▶ **Extract**:

KEYWORDS: autism, loss of vital contact, consciousness, duree, structural analysis, phenomenological compensation.
INTRODUCTION
IN CONTINENTAL EuROPE, Eugene Minkowski is considered to be one of the most original psychopathologists of the twentieth century.1 He is renowned for a novel view of schizophrenia as an altered existential pattern and for a radical conceptualization of psychiatric phenomenology as a method of "penetrating" to the structure of experiencing. His views differ substantially from the perspectives held by Bleuler (1911), Kraepelin (1899), and Jaspers (1923). Together with a Swiss psychiatrist, Ludwig Binswanger (1963), he may be considered to be the first psychiatrist of an explicitly phenomenological persuasion. Laing (1963, 1959) described Minkowski as having made "the first serious attempt in psychiatry to reconstruct the other person's lived experience." Minkowski's views on schizophrenia continue to stimulate clinical and theoretical interest (Tatossian 1979; Parnas and Bovet 1991; Sass 1992; Cutting 1985, 1997), and his thoughts on method remain relevant. It is the purpose of this article to offer a brief but systematic introduction to Minkowski's ideas for the Anglophone reader.

▶ **Required work**:
- 1) Summarize the introduction on Minkowski in two sentences.
- 2) Answer these questions from the introduction on Minkowski:
(a) Which Swiss psychiatrist is named with Minkowski as possibly the first psychiatrist of an explicitly phenomenological persuasion?
(b) Whose perspectives are Minkowski's views said to differ substantially from?
(c) For which readers is the article's introduction to Minkowski's ideas intended?
The listing that comes next has no connection to the introduction on Minkowski.

▶ **Data under study**:
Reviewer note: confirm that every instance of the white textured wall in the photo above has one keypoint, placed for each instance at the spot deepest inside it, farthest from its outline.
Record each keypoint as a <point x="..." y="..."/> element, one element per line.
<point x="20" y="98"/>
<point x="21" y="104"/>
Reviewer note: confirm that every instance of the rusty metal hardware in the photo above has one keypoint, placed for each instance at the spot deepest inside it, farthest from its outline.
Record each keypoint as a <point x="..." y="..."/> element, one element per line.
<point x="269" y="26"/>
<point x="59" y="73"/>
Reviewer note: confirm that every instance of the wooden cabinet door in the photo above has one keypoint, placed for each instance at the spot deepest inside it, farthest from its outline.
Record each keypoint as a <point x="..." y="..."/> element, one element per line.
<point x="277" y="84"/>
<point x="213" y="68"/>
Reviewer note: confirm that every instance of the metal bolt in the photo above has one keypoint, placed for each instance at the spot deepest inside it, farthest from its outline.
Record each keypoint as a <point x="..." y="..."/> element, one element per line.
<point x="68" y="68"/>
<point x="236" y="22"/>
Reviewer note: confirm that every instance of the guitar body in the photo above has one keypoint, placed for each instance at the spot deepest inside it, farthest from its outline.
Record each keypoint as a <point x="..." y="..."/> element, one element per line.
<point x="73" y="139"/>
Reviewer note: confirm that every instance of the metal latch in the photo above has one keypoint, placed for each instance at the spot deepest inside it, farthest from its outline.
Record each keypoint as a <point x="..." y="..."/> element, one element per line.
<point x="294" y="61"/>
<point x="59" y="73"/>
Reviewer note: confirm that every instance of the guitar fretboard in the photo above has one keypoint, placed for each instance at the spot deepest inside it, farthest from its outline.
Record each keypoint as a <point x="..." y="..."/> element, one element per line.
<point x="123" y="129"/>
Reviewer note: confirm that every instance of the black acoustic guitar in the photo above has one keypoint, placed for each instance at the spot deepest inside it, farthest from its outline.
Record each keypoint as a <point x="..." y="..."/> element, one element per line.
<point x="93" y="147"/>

▶ **Responses to the tasks**:
- 1) Eugene Minkowski, regarded in continental Europe as one of the twentieth century's most original psychopathologists, is known for viewing schizophrenia as an altered existential pattern and for treating psychiatric phenomenology as a method of "penetrating" to the structure of experiencing. His views differ substantially from those of Bleuler, Kraepelin and Jaspers and still stimulate clinical and theoretical interest, and the article aims to give Anglophone readers a brief but systematic introduction to them.

- 2)
(a) Ludwig Binswanger
(b) Bleuler, Kraepelin and Jaspers
(c) The Anglophone reader